◆ **TASK DETAILS**: Reproduce word for word the stretch of the passage on how Facebook grew that begins with the words "Then, instead of" and ends with "high school kids.".

◆ **PASSAGE PROVIDED**:
● ● ●

Cody: Facebook became what it is because Zuck started with a small group and through incremental evolution ended up with a broad-appealing product.

Reality: Facebook became what it is because Zuck started with a walled garden, let buzz reach a breaking point in that garden, then tore down the walls.

This difference while subtle, is vitally important. Facebook didn’t become a world-wide phenom due to it’s gradual evolution. What made facebook so cool at its inception is that it was only for college students, and only a couple colleges had it. This created a walled garden within a walled garden. First you couldn’t join unless you were in college, and even if you were in, you had to be in the select few ivy league schools to get it.

Then, instead of opening up to all colleges at once, Zuck started opening up to colleges one by one. It became such a big deal when your college finally was added to facebook I remember it actually interrupted one of our lectures when someone in class realized that we could sign-up. This created a buzz in the college community. And it bred a feeling of ownership to this service. It was ours, not our parents and not those high school kids.

● ● ●

◆ **DATA SHOWN**:
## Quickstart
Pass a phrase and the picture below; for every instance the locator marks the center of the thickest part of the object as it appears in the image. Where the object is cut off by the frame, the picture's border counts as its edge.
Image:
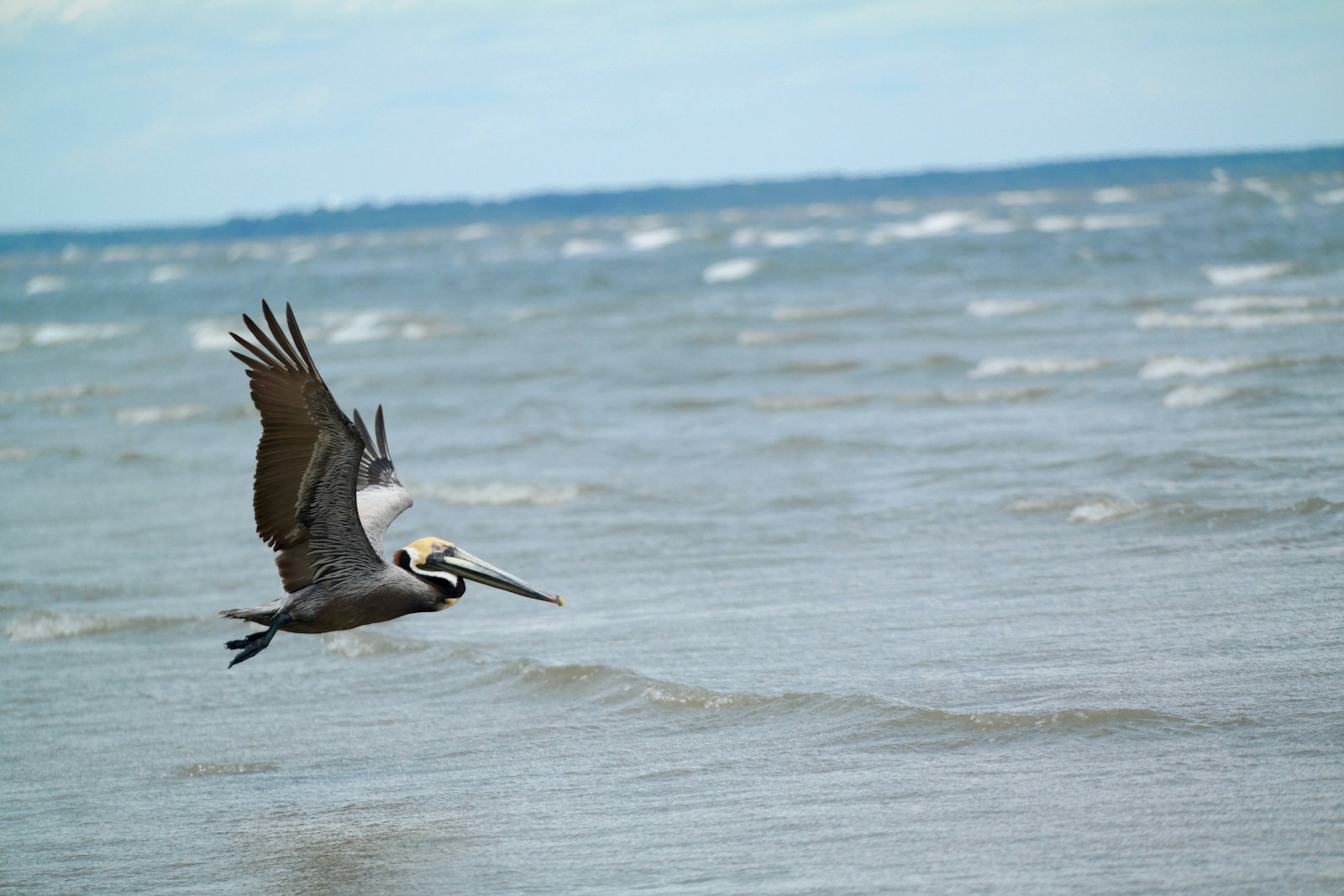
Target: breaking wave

● ● ●

◆ **CORRECT RESULT**:
Then, instead of opening up to all colleges at once, Zuck started opening up to colleges one by one. It became such a big deal when your college finally was added to facebook I remember it actually interrupted one of our lectures when someone in class realized that we could sign-up. This created a buzz in the college community. And it bred a feeling of ownership to this service. It was ours, not our parents and not those high school kids.